Exercise
Each line of the listing must be transcribed exactly, except for the images, which should be excluded.

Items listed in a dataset

-- START --

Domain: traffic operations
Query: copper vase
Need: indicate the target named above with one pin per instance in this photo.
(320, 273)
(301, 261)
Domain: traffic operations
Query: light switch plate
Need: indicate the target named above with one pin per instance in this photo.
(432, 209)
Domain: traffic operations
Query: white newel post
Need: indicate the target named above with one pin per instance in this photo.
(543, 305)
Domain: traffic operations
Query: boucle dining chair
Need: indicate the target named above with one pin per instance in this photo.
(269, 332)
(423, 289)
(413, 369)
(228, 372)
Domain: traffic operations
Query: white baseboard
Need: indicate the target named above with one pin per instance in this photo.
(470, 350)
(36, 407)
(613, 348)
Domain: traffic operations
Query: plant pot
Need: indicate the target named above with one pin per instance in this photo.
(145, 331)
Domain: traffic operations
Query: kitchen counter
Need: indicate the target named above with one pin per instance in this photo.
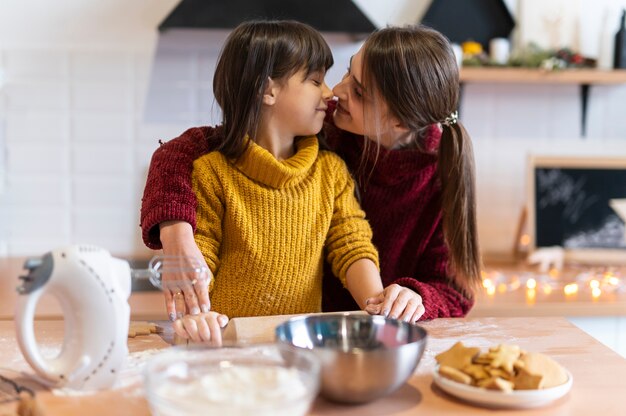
(597, 371)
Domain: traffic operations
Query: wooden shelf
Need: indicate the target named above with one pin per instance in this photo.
(540, 76)
(584, 78)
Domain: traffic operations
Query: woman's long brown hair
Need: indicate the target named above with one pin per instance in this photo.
(414, 72)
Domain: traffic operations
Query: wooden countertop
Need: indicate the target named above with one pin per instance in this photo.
(541, 76)
(150, 305)
(597, 371)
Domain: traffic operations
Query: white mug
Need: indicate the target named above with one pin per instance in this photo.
(499, 49)
(458, 54)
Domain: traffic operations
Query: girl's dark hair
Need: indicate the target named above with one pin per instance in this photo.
(414, 71)
(254, 52)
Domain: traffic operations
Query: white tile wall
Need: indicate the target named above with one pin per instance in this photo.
(79, 126)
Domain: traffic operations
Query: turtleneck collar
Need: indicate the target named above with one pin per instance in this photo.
(260, 165)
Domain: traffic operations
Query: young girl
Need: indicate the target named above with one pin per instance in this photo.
(270, 204)
(396, 128)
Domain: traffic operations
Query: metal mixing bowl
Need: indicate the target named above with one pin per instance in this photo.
(363, 357)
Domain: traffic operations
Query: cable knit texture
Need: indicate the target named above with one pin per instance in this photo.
(263, 225)
(401, 196)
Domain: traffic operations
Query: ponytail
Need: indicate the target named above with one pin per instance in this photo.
(458, 201)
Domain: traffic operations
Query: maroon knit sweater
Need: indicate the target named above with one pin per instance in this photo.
(401, 198)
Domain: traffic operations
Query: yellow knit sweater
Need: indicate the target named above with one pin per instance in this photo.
(264, 227)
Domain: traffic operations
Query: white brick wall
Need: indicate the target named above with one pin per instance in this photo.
(78, 127)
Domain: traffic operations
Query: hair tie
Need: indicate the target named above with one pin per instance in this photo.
(451, 119)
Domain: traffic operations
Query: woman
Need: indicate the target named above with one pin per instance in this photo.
(396, 128)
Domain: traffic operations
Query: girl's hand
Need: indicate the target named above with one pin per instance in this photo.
(177, 240)
(205, 327)
(397, 302)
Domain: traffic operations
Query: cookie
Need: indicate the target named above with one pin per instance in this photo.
(504, 356)
(538, 364)
(503, 368)
(476, 371)
(525, 381)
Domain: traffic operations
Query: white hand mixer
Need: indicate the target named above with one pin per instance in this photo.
(92, 288)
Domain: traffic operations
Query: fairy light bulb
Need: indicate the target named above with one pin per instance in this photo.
(524, 240)
(570, 289)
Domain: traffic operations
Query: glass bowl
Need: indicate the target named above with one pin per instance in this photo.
(261, 380)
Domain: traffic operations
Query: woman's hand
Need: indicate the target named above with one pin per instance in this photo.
(397, 302)
(205, 327)
(177, 240)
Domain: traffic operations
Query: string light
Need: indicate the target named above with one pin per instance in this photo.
(589, 281)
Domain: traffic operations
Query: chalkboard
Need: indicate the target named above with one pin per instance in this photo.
(578, 204)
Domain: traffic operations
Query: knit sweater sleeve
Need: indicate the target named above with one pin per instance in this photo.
(209, 196)
(168, 194)
(350, 237)
(440, 296)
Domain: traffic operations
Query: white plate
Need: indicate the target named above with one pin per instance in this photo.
(493, 398)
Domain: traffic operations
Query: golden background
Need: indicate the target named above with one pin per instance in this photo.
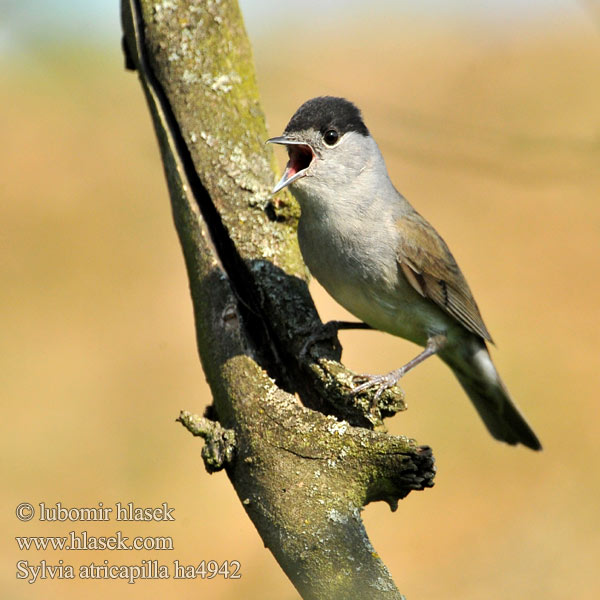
(493, 135)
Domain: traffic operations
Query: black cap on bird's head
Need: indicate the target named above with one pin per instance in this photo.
(319, 122)
(327, 112)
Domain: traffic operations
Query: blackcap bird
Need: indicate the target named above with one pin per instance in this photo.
(383, 261)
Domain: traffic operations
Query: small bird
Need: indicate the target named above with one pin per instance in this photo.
(383, 262)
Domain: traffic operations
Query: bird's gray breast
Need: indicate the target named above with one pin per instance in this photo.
(353, 257)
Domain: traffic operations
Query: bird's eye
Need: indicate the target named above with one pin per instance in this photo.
(331, 136)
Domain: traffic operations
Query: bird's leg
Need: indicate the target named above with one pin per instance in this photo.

-- END --

Final result
Domain: traffic operations
Query: copper vase
Need: indicate the target named above with one pin per instance in this photo.
(320, 273)
(301, 261)
Domain: traffic operations
Query: light switch plate
Need: indicate the target named above with one pin per instance in this photo.
(432, 209)
Domain: traffic operations
Query: white newel post
Need: indicate the target named above with one pin per instance in this photo.
(543, 305)
Domain: traffic operations
Query: boucle dining chair
Need: indicate the target named above with one pin per instance in this photo.
(269, 332)
(423, 289)
(413, 369)
(228, 372)
Domain: traffic operations
Query: white baseboard
Need: indicate the target named above with one pin per instance in this photo.
(470, 350)
(36, 407)
(613, 348)
Domain: traffic operations
Query: plant pot
Need: indicate the target named above with one pin per instance in this photo.
(145, 331)
Domain: traffic operations
Query: kitchen counter
Need: indicate the target named above with one pin per instance in this photo.
(597, 371)
Domain: traffic operations
Query: wooden shelf
Need: indicate the target named above with one pin per instance in this photo.
(540, 76)
(584, 78)
Domain: traffic operations
Query: woman's long brown hair
Need: indicate the target named above with one pin per instance in this photo.
(414, 72)
Domain: traffic operations
Query: wooden countertop
Need: indicate the target named above with one pin per instance in this photo.
(541, 76)
(150, 305)
(597, 371)
Domain: traffic operations
Query: white mug
Need: indicate the target named above with one pin per instance in this photo.
(499, 49)
(458, 54)
Domain: traffic operations
Query: girl's dark hair
Need: indicate the target named above with one pin per instance in this photo.
(414, 71)
(254, 52)
Domain: traffic operations
Query: white tile wall
Need: indicate the target named above with one pin per instance in this photo.
(79, 126)
Domain: traffic operations
Query: turtleneck collar
Need: indicate the target named above with one pin per instance in this photo.
(260, 165)
Domain: traffic operations
Query: young girl
Need: indicate the target named above with one pin per instance in this photo.
(270, 204)
(396, 128)
Domain: traffic operations
Query: metal mixing bowl
Need: indicate the target named above with one pin per instance in this photo.
(363, 357)
Domain: traffic operations
Query: cable knit texture
Need: indicate the target named above with one pin per instance in this photo.
(263, 225)
(401, 196)
Domain: traffic operations
Query: ponytail
Need: indicate the target named above with one pin per instance in this photo.
(458, 201)
Domain: traffic operations
Query: maroon knit sweater
Need: indicate the target named above with one pin per instance in this photo.
(401, 198)
Domain: traffic operations
Query: yellow knit sweater
Need: indicate the target named above with one pin per instance in this photo.
(264, 227)
Domain: traffic operations
Query: white brick wall
Need: indicate the target named above with one pin per instance in this photo.
(78, 127)
Domain: traffic operations
Query: hair tie
Need: indicate the target named above with one pin per instance in this photo.
(451, 119)
Domain: traffic operations
Query: woman
Need: indicate the target named above with one pin per instance in this photo.
(396, 128)
Domain: traffic operations
Query: girl's hand
Need: indicate the target named above with one pin per instance in this photo.
(177, 240)
(205, 327)
(397, 302)
Domain: traffic operations
Query: cookie
Need: indicate the target named above with one pin per instance in this photo.
(504, 356)
(538, 364)
(503, 368)
(476, 371)
(525, 381)
Domain: traffic operations
Query: white hand mixer
Need: indicate the target named above with one pin per instance in this photo.
(92, 288)
Domain: traffic operations
Query: fairy light bulb
Need: indicate the target named above with one pin per instance in this photo.
(524, 240)
(570, 289)
Domain: traffic operations
Query: glass bowl
Need: indicate the target named above with one pin per instance in this photo.
(261, 380)
Domain: traffic operations
Query: woman's hand
Need: indicate the target named above with one pin per instance in this photo.
(397, 302)
(205, 327)
(177, 240)
Domain: traffic operations
Query: string light
Need: indicate the target named above with one pin per instance in this photo.
(589, 281)
Domain: traffic operations
Query: chalkboard
Need: indicate the target named above with one pin per instance in this photo.
(578, 204)
Domain: traffic operations
Query: knit sweater sleeve
Need: indicate the target named above with one pin per instance in this photo.
(209, 196)
(168, 194)
(350, 237)
(440, 296)
Domain: traffic operations
Query: white plate
Need: indicate the target named above with one pin per instance in this photo.
(493, 398)
Domain: traffic operations
Query: golden background
Need: indicate the target named above with one pin per instance in this photo.
(493, 135)
Domain: traffic operations
Query: black cap on bird's head
Need: indicate the target named above with one pin per instance in this photo.
(319, 122)
(327, 112)
Domain: traffic operations
Query: blackcap bird
Need: indicate the target named above with one pin per instance in this photo.
(383, 261)
Domain: traffic operations
Query: small bird
Need: indicate the target named above with one pin per instance in this photo.
(383, 262)
Domain: traffic operations
Query: bird's gray breast
Need: indicate the target named above with one pin per instance in this photo.
(353, 257)
Domain: traffic operations
Query: bird's eye
Need: indicate the target named above with one pin per instance in this photo.
(331, 136)
Domain: traffic operations
Query: bird's leg
Need: indicate the target named above with one pin per instance in this photo.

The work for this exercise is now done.